┌─ Record set

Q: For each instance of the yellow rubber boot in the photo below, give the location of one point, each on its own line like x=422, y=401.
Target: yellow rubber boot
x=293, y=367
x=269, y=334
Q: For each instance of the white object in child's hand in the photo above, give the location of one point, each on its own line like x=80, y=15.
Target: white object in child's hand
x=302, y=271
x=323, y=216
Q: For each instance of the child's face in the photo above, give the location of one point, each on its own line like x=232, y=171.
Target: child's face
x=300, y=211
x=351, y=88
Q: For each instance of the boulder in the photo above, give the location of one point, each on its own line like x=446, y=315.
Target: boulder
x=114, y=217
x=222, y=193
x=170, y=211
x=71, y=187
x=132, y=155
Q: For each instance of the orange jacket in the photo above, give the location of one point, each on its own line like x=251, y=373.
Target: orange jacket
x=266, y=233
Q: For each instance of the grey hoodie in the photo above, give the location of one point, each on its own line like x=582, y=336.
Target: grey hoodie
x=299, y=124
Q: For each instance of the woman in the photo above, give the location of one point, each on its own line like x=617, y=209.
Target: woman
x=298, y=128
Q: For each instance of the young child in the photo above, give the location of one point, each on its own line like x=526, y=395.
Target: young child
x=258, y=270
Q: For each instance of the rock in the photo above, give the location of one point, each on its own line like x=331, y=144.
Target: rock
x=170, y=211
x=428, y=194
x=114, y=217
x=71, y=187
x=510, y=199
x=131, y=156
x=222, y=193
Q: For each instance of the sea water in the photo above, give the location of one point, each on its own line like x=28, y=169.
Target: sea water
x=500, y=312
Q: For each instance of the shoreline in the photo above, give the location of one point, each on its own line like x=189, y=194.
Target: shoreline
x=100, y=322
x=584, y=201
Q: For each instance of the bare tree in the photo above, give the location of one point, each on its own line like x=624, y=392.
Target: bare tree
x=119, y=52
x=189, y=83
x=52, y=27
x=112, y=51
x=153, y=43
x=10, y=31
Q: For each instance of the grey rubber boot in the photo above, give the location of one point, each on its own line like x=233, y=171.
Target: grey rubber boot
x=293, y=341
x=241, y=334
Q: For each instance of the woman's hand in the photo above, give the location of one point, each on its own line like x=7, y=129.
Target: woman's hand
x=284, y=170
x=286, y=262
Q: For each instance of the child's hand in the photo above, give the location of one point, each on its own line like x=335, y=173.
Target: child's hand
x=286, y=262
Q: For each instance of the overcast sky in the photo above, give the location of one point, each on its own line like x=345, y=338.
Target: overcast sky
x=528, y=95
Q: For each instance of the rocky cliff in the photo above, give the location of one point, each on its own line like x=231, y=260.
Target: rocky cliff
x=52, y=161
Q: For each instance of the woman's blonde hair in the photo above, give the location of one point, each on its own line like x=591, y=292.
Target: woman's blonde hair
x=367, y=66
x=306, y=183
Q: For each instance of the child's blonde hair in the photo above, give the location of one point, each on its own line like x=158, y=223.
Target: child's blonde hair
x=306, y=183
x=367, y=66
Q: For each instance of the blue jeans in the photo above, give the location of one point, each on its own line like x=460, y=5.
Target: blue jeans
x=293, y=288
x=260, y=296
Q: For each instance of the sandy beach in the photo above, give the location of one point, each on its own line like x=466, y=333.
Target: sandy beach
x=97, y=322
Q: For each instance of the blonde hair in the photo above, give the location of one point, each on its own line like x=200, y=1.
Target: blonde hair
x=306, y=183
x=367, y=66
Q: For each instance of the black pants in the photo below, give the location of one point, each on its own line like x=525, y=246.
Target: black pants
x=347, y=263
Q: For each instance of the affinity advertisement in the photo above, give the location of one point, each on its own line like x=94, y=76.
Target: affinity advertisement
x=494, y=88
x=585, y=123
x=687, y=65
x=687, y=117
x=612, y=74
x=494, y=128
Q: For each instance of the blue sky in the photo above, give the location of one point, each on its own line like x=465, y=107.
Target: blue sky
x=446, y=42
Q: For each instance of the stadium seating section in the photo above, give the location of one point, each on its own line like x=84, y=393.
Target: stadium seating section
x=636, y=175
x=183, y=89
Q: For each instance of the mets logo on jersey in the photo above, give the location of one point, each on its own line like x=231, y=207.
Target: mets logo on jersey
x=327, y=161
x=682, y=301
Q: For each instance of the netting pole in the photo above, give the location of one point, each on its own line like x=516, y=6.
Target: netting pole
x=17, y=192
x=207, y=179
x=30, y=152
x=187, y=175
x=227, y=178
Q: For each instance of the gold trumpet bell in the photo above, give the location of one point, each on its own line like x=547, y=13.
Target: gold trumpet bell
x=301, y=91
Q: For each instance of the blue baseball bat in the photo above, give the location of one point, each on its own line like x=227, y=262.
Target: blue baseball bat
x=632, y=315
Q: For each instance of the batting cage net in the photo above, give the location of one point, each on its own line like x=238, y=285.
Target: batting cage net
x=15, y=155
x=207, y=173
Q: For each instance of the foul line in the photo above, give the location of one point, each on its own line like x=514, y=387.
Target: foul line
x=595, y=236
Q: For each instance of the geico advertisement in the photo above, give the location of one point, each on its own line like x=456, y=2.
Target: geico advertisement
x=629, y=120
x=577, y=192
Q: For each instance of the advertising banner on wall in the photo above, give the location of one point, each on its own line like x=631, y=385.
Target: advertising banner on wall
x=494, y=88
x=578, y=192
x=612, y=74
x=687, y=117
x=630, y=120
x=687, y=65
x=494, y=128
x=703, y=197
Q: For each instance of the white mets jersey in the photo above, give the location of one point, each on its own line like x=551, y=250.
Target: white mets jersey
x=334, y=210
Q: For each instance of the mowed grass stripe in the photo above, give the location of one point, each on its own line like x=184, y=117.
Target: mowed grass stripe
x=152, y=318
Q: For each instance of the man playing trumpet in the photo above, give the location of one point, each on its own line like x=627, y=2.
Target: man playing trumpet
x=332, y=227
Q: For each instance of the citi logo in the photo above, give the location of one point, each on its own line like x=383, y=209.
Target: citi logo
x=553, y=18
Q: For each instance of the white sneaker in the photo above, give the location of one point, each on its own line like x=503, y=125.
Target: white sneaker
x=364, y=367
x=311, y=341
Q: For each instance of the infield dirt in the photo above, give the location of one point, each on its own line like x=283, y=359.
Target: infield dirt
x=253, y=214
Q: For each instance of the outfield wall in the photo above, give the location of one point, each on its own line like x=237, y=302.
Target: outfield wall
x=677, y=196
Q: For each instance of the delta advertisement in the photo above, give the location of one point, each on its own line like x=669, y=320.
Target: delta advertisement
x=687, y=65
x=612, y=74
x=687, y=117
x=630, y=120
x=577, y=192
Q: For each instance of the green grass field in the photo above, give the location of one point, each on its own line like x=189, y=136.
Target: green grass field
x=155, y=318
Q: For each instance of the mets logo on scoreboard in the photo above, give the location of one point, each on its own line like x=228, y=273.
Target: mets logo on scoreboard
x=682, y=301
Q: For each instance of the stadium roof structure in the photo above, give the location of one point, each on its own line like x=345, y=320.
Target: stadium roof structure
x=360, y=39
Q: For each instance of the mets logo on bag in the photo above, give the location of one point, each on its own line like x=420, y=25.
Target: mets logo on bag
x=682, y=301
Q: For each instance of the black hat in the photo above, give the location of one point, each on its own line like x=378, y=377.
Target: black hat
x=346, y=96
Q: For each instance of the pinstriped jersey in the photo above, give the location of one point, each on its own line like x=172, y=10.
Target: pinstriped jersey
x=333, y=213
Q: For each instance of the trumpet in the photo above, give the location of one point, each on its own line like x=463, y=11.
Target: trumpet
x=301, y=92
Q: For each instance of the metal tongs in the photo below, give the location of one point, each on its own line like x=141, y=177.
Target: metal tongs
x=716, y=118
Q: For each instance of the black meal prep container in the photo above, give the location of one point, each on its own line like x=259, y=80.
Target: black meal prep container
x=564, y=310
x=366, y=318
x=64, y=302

└─

=== Request ===
Copy out every line from the one containing "Q: For each instance of the black meal" through the end of the entries, requests included. Multiply each answer coordinate by 0.7 and round to a whole number, with halves rounded up, but keep the sample coordinates in the requests as they are.

=== Task solution ===
Q: For each instance of the black meal prep container in the photo above, give the location of one point, each on its own line like x=259, y=80.
Target: black meal prep container
x=395, y=217
x=256, y=223
x=45, y=211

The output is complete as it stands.